==== MATERIAL SUPPLIED ====
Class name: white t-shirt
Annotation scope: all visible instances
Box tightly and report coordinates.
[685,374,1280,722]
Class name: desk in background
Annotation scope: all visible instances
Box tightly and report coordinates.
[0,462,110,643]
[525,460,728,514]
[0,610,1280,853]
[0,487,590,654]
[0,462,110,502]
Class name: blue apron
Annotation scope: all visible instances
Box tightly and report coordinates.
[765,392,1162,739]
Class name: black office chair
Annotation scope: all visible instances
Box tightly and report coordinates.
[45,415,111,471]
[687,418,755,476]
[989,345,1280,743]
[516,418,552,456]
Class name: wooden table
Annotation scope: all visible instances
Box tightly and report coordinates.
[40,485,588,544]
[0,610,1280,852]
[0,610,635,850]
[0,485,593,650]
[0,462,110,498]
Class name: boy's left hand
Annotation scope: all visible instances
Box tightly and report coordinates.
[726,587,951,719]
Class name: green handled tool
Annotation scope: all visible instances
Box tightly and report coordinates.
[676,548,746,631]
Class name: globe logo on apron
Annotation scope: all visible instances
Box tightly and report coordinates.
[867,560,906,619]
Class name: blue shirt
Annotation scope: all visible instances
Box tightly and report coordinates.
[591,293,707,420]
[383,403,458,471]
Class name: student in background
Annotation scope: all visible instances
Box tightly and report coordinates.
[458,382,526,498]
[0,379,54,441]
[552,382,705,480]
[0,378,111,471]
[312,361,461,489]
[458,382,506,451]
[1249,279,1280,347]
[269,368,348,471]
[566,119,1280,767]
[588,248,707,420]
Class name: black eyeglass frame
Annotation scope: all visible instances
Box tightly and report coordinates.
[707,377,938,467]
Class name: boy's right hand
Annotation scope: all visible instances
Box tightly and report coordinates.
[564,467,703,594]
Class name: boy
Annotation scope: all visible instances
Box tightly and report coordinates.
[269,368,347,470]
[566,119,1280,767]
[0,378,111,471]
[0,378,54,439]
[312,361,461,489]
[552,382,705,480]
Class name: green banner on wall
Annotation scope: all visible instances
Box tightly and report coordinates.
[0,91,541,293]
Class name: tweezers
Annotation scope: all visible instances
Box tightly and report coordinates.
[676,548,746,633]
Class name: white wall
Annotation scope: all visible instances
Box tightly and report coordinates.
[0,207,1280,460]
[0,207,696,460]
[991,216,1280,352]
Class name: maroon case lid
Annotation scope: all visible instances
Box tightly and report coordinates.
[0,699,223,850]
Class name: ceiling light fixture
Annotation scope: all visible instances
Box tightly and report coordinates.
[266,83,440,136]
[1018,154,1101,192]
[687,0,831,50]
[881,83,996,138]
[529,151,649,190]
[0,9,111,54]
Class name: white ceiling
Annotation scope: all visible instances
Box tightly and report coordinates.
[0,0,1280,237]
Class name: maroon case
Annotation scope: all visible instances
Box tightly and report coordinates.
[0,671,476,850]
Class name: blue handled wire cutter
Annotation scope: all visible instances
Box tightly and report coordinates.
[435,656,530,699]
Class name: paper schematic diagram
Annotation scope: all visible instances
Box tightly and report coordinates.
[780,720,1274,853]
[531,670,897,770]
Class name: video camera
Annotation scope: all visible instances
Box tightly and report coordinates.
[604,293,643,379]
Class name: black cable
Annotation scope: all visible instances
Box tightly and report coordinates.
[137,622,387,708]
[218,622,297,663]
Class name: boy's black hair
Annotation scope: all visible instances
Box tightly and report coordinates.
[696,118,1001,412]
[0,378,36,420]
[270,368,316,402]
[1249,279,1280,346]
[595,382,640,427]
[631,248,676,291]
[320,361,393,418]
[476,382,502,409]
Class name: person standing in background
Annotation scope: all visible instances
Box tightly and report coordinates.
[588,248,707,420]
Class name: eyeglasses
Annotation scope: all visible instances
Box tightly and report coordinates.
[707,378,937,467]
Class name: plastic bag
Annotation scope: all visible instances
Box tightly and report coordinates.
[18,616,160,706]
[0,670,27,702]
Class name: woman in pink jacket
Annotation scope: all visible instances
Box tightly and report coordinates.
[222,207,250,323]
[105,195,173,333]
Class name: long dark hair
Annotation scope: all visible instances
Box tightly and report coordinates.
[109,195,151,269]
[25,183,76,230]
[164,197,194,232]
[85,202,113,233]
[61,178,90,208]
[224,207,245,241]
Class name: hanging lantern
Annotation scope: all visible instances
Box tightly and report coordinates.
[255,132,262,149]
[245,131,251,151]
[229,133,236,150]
====
*AIM:* Reproduce every line of the entries above verbatim, from first to last.

*ANSWER IN FULL:*
Class name: white t-shirt
Annotation scope: all visible instances
Box tightly and report coordinates.
[685,374,1280,722]
Class name: desk in background
Annotation scope: all visible instances
Box tightly and report coordinates.
[0,462,110,643]
[525,460,728,514]
[0,610,1280,853]
[0,487,590,654]
[0,462,110,502]
Class name: blue apron
Annotation scope: all visible instances
Box tightly and report coordinates.
[765,392,1162,739]
Class name: black office chair
Annotation scope: all visible instances
Box tightly and report coordinates.
[45,415,111,471]
[687,418,755,476]
[989,345,1280,743]
[516,418,552,456]
Class name: wooden table
Annotation scope: all visible instances
Box tightly and report coordinates.
[40,485,588,544]
[0,610,1280,852]
[0,610,635,850]
[0,485,593,650]
[0,462,110,498]
Class name: boy's left hand
Annotation scope: all visible instances
Box tightly and report coordinates.
[726,587,951,719]
Class name: green handled tool
Annotation scope: all visible instances
Box tightly and report coordinates.
[676,548,746,631]
Class name: globe logo on apron
Annotation scope: all visible instances
Box tightly and report coordinates.
[867,560,906,619]
Class name: blue shirt
Annotation scope: all visible instances
Box tightly and report coordinates.
[591,293,707,420]
[383,403,458,471]
Class name: student in background
Annotation scope: all visible instances
Box tightly and report coordinates.
[458,382,526,498]
[0,379,54,441]
[552,382,705,480]
[0,378,111,471]
[312,361,461,489]
[458,382,506,451]
[1249,279,1280,347]
[269,368,348,471]
[566,119,1280,767]
[588,248,707,420]
Class name: black eyeglass frame
Annotation scope: all visible instances
Box tightly and report coordinates.
[707,377,938,467]
Class name: boy's right hand
Annotation scope: all visible instances
Box tightly and report coordinates.
[564,467,703,594]
Class name: boy
Annotation scope: all visible instances
Box tightly and report coordinates.
[269,368,347,470]
[566,119,1280,767]
[0,378,111,471]
[0,378,54,439]
[312,361,461,489]
[552,382,705,480]
Class name: green banner on wall
Annotation scope: all visible instances
Box tightly and report coordinates.
[0,91,541,293]
Class name: tweezers
Annotation scope: all visible instances
Box tightly and report coordinates.
[676,548,746,633]
Class name: white wall
Annotation scope: all visible instances
Box tightly and report coordinates.
[0,207,1280,460]
[0,207,696,460]
[991,216,1280,352]
Class name: maroon case lid
Annotation scope: all visible instances
Box tightly and report coordinates.
[0,699,223,850]
Class name: ceiling light fixture
Annotation scope: all visible instances
Box tightly and report coordinates.
[266,83,440,136]
[1018,154,1101,192]
[687,0,831,50]
[881,83,996,138]
[529,151,649,190]
[0,9,111,54]
Class name: white ceiling
Annotation scope: all visible instances
Box tightly and report coordinates.
[0,0,1280,237]
Class name: maroon case
Annotation scope: all visible instances
Box tightly and report coordinates.
[0,671,476,850]
Class name: blue handled wire cutter
Annotation scope: all visible instances
Box tightly and report coordinates.
[435,656,530,699]
Class name: paper schematic diagram
Annotation scope: all visible instances
Box tightly and report coordinates.
[780,720,1274,853]
[531,670,897,770]
Class name: video camera
Annotation scope: all visible instances
Box tightly and report coordinates.
[604,293,643,379]
Class name: black cable
Annotation scope: all visible instances
Box tightly and report coordinates.
[137,622,387,708]
[218,622,297,663]
Class name: boy's black hair
Annotation scope: all visible instances
Box tightly and report coordinates.
[696,118,1001,412]
[0,378,36,420]
[270,368,316,402]
[1249,279,1280,346]
[595,382,640,427]
[631,248,676,291]
[320,361,393,418]
[476,382,502,409]
Class name: person standing in background
Annotation scope: all visible instances
Box tightly and report coordinates.
[588,248,707,420]
Class name: eyeglasses
Annotation scope: all visible instances
Box tightly and report coordinates.
[707,378,937,467]
Class name: plastic bag
Annotation scope: all visible instances
Box tightly and report coordinates.
[18,616,160,706]
[0,670,27,702]
Class name: woman in pink jacket
Annotation scope: all visible instances
Box tightly and report coordinates.
[222,207,250,323]
[105,195,173,333]
Class name: long dark hair
Annotation scope: all visible instances
Box tightly and report coordinates.
[109,195,151,269]
[25,183,76,230]
[164,197,194,232]
[85,202,113,233]
[61,178,90,208]
[224,207,245,241]
Class name: hanging lantern
Annotation scope: all visible instances
Box tightly and report coordinates.
[255,132,262,149]
[245,131,251,151]
[229,133,236,150]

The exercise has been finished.